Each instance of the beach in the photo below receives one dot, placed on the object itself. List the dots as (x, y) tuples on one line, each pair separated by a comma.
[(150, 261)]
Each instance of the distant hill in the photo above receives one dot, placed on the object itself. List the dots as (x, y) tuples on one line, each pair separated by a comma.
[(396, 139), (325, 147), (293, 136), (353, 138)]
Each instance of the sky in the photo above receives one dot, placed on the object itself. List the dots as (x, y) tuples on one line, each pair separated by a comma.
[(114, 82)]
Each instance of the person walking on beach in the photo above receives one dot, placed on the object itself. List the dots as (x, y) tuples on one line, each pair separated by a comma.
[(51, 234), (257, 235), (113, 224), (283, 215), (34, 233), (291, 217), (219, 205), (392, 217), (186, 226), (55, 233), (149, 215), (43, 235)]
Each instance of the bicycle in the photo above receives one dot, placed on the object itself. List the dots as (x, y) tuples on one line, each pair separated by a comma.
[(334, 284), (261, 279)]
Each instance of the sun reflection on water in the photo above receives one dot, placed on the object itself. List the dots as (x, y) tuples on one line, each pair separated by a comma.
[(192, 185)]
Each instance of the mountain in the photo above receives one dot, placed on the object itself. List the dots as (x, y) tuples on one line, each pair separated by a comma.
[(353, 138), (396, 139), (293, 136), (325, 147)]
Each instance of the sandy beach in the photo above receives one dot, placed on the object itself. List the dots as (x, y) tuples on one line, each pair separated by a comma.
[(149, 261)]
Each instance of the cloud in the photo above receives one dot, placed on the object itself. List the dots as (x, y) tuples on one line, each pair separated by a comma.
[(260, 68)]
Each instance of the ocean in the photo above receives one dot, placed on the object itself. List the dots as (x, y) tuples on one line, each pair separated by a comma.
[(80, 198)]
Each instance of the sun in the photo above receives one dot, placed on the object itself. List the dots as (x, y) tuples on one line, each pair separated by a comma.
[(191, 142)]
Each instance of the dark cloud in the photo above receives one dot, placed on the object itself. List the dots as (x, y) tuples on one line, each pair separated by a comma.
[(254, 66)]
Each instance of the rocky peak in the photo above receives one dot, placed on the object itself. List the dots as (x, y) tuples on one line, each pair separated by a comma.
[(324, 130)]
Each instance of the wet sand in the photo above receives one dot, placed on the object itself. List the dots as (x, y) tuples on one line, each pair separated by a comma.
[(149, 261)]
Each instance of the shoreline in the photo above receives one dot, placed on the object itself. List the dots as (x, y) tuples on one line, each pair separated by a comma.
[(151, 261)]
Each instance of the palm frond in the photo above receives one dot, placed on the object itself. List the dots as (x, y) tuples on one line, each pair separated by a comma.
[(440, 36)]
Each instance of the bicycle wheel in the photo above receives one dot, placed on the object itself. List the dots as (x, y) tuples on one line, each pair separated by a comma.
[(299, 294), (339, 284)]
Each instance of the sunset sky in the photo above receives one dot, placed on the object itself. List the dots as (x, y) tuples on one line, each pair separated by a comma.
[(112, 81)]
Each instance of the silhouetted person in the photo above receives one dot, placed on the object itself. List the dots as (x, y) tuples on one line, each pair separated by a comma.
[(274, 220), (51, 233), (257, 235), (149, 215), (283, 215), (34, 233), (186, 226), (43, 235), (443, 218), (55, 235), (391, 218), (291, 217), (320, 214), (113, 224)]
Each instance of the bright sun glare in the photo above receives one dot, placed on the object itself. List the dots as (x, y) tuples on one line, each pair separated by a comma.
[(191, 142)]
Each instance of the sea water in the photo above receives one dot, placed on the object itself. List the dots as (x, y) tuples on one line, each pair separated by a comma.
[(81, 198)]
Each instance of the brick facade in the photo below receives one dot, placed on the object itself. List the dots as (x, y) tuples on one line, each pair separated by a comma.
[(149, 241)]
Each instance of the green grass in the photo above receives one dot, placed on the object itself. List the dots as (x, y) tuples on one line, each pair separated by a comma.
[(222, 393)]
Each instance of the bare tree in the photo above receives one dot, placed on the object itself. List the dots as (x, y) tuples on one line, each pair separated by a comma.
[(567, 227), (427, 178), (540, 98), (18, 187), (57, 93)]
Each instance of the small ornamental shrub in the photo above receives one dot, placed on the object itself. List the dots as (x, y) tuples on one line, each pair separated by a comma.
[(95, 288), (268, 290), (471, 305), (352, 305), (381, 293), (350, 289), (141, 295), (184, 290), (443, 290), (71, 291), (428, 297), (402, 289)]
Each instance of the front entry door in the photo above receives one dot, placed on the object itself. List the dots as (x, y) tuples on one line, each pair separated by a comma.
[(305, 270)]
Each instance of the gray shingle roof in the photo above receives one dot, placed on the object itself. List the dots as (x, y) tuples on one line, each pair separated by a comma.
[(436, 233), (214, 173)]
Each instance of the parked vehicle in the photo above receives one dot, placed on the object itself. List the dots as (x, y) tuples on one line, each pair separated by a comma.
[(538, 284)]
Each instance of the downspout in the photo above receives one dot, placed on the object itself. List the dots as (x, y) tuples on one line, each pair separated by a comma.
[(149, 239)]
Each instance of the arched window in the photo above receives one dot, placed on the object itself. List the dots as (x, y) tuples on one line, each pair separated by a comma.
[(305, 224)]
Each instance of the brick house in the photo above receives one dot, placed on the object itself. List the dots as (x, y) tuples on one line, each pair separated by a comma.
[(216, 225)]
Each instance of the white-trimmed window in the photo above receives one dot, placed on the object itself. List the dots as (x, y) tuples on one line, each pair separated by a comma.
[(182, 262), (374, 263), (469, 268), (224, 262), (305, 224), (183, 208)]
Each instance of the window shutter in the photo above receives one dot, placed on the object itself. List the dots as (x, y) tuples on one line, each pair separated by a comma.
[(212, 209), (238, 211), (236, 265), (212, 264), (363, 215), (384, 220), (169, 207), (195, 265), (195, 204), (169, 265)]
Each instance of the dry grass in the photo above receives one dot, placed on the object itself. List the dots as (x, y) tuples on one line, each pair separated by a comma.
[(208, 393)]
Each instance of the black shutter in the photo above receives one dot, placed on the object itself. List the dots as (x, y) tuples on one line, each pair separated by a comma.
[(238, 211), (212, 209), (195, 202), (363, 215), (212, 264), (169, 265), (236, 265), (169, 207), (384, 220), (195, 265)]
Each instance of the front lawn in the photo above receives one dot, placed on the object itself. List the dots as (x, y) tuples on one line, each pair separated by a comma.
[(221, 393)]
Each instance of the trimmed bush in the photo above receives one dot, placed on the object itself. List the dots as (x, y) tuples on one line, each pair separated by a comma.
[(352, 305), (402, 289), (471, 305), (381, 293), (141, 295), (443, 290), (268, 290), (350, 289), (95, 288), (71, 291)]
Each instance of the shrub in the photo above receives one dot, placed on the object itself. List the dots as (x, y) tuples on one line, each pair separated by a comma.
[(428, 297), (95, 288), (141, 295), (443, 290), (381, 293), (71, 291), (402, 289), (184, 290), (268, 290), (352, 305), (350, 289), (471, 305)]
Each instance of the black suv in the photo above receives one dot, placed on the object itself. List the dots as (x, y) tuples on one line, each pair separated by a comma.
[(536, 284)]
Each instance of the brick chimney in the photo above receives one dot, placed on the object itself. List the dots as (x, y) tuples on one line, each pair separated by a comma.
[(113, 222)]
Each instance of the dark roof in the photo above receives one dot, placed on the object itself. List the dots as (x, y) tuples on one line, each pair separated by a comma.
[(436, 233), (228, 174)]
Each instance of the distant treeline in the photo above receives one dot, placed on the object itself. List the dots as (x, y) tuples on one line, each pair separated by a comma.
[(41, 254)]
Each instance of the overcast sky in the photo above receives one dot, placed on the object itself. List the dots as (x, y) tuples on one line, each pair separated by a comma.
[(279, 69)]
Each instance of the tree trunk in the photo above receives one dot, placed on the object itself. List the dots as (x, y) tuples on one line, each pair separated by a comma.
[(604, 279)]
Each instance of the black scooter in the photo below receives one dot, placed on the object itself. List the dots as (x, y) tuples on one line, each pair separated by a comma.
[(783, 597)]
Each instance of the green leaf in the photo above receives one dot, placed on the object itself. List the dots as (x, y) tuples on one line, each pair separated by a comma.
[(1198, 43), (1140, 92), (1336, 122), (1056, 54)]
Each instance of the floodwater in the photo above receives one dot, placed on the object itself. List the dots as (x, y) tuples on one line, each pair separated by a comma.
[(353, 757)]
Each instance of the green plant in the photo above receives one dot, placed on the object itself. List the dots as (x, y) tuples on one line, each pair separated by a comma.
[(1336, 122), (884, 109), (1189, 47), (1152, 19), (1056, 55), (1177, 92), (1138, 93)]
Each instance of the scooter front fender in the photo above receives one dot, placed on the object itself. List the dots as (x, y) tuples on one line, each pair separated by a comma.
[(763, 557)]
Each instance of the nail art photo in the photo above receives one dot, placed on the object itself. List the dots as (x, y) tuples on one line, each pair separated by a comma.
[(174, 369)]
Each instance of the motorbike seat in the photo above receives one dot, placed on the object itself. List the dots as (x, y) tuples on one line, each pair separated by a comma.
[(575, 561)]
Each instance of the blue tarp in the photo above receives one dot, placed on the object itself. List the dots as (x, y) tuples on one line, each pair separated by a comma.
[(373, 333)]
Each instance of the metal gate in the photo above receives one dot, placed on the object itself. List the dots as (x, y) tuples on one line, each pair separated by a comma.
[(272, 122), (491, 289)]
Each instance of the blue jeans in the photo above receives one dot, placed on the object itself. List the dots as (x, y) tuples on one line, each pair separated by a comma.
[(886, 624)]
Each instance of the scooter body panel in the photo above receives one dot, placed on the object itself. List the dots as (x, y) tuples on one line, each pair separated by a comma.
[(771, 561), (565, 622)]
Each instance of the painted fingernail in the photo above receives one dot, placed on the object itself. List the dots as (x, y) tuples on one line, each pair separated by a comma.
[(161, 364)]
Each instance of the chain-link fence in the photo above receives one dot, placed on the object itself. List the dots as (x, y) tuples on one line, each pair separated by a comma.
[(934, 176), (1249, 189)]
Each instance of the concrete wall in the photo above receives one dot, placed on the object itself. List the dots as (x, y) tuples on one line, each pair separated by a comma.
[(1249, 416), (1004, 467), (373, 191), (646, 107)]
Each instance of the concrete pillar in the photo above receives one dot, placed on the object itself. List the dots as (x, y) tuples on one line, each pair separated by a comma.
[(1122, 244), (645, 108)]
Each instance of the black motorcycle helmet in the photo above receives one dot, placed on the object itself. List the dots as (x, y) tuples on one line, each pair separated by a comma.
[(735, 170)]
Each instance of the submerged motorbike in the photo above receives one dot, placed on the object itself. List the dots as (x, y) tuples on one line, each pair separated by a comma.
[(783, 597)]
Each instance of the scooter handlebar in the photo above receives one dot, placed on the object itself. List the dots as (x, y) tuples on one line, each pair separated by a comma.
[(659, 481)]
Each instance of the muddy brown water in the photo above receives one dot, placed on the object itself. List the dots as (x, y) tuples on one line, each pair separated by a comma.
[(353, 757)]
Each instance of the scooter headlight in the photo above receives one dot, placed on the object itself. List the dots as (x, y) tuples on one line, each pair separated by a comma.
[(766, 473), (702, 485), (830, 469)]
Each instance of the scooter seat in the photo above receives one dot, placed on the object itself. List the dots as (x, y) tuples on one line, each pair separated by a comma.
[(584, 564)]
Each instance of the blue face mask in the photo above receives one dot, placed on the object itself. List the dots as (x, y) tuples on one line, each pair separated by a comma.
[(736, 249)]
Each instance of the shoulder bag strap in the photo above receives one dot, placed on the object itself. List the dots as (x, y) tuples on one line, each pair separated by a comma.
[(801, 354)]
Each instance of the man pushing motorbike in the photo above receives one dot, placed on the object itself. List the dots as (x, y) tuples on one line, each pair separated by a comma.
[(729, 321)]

_WHAT IS EXPECTED_:
Return, character for character, the lines of the listing from the line with "Each instance of the dry" to the line with "220), (195, 265)]", including both of those lines.

_TASK OUTPUT_:
Each instance of the dry grass in the photo above receives one dot, placed on the object itself. List the dots as (x, y) tuples on one line, each pair separated by a comma.
[(208, 393)]
Each instance of the black shutter in the photo above receives one dot, placed on the object itself. List the dots as (x, y) tuples on one line, each pair separated by a comma.
[(238, 211), (212, 209), (195, 202), (363, 215), (212, 264), (169, 265), (236, 265), (169, 207), (384, 220), (195, 265)]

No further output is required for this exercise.